ISTRUZIONI DI LAVORO →
1. Secondo il brano su SOGEI, in quale periodo è nata SOGEI e con quale obiettivo?
2. Per ciascuna delle seguenti affermazioni, indica se concorda con il brano su SOGEI e cita le parole decisive del brano.
(a) L’evasione in Italia riguarda sia l’ambito fiscale sia quello contributivo.
(b) La pubblica amministrazione italiana è descritta come efficiente.
(c) La struttura descritta opera da sempre in un regime di libera concorrenza.

E’ però una struttura che opera, da sempre, in un regime protetto.

Non ha, nel suo DNA, alcun elemento che le consenta non solo di operare, ma anche soltanto di pensare di poter essere ‘al servizio‘.

Quindi, tornando alle cose dette, è quanto di meno adatto per erogare servizi in modalità Service Oriented ed anche di essere il front-end di una Service Oriented Organization.

L’evasione, sia fiscale che contributiva, in Italia è una piaga.

Ma l’approccio che ha avuto SOGEI da quando è nata negli anni ’70 con l’obiettivo di costruire l’Anagrafe Tributaria, è quello proprio di uno stato impositivo.

E siccome la nostra PA è assolutamente inefficiente, si è mossa con l’obiettivo non di far fronte alle inefficienze, ma di scaricare sui cittadini l’onere della prova.

 Che cosa sono, ad esempio, gli studi di settore se non la chiara dimostrazione di impotenza nei confronti della grande evasione cui ha fatto seguito una serie di normative volte a costringere chi, magari non riuscendo a fatturare abbastanza, era costretto a dichiarare più dell’effettivo?

 

Mi si dirà che in realtà questo è un compito dell’Agenzia e non di SOGEI.

DATI ESERCIZIO →
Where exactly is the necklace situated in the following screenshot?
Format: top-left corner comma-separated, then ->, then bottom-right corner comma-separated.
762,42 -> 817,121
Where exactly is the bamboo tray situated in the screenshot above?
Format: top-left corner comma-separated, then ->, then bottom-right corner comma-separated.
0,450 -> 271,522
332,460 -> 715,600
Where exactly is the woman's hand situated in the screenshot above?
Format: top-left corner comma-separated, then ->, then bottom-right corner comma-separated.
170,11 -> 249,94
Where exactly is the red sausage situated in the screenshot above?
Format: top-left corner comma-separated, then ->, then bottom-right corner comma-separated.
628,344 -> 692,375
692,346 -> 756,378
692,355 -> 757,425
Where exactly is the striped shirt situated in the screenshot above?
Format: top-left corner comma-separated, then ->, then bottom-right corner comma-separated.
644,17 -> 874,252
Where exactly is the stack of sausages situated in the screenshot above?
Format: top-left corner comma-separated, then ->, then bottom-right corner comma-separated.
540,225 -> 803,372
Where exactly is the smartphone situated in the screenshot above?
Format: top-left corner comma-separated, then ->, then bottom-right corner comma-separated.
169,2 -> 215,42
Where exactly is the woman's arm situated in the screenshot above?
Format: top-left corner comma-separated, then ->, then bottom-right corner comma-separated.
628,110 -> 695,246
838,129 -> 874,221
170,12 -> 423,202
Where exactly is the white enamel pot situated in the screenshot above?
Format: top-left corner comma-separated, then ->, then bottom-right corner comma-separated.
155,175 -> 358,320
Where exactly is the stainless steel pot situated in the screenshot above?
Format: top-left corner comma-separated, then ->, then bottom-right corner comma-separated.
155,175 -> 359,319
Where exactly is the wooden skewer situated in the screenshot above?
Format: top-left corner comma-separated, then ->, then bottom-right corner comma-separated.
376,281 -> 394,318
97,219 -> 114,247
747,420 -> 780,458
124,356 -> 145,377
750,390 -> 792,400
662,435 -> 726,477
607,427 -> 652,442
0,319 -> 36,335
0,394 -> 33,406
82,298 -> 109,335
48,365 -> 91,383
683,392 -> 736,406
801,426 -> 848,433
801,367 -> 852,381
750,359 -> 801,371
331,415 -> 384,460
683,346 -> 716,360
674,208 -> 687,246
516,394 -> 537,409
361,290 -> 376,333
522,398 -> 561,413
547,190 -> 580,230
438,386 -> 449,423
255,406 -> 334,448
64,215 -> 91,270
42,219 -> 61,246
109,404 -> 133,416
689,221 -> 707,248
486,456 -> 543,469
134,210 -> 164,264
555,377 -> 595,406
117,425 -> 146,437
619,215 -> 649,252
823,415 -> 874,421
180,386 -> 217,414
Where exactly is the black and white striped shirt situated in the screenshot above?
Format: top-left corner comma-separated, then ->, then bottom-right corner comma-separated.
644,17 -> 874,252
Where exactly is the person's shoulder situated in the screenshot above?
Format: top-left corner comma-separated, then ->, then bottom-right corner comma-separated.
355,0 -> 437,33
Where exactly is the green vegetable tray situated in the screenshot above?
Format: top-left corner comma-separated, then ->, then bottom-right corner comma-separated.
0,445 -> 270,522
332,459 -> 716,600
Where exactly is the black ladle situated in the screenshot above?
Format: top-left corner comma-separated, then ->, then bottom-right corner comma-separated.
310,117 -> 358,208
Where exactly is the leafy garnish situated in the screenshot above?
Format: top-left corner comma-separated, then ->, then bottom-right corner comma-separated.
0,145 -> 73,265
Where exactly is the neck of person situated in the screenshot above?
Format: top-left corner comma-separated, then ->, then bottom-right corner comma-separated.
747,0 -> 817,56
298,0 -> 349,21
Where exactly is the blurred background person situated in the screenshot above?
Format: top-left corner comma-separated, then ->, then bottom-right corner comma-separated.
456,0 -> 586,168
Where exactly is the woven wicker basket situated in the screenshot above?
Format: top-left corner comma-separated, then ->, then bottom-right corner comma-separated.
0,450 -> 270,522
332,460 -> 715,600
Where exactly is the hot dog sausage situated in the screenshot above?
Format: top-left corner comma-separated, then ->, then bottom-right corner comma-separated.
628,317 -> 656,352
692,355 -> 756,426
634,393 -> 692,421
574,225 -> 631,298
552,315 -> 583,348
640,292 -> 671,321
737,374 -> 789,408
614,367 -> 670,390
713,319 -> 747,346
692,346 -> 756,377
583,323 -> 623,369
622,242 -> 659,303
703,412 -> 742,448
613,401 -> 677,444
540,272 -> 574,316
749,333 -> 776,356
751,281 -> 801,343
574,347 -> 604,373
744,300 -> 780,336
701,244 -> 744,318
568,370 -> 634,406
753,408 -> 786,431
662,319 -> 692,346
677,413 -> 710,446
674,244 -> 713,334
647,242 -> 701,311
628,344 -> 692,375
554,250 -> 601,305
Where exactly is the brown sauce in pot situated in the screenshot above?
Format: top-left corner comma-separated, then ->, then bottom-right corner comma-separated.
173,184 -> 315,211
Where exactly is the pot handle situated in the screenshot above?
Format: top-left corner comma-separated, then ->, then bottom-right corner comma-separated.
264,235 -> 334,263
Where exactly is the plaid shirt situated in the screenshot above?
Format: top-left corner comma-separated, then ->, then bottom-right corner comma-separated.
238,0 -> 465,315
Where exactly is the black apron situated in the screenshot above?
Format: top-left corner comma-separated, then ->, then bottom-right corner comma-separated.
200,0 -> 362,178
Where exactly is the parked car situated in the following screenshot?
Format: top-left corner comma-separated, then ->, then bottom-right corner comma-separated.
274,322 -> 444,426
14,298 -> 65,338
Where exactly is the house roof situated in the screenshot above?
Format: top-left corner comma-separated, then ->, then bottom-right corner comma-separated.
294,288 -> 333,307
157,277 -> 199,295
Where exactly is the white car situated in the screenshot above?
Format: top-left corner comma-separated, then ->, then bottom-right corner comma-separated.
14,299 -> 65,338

ESITI DELLE CONSEGNE →
1. SOGEI è nata negli anni ’70 con l’obiettivo di costruire l’Anagrafe Tributaria.

2.
(a) Sì: «L’evasione, sia fiscale che contributiva, in Italia è una piaga.»
(b) No: «la nostra PA è assolutamente inefficiente»
(c) No: «opera, da sempre, in un regime protetto»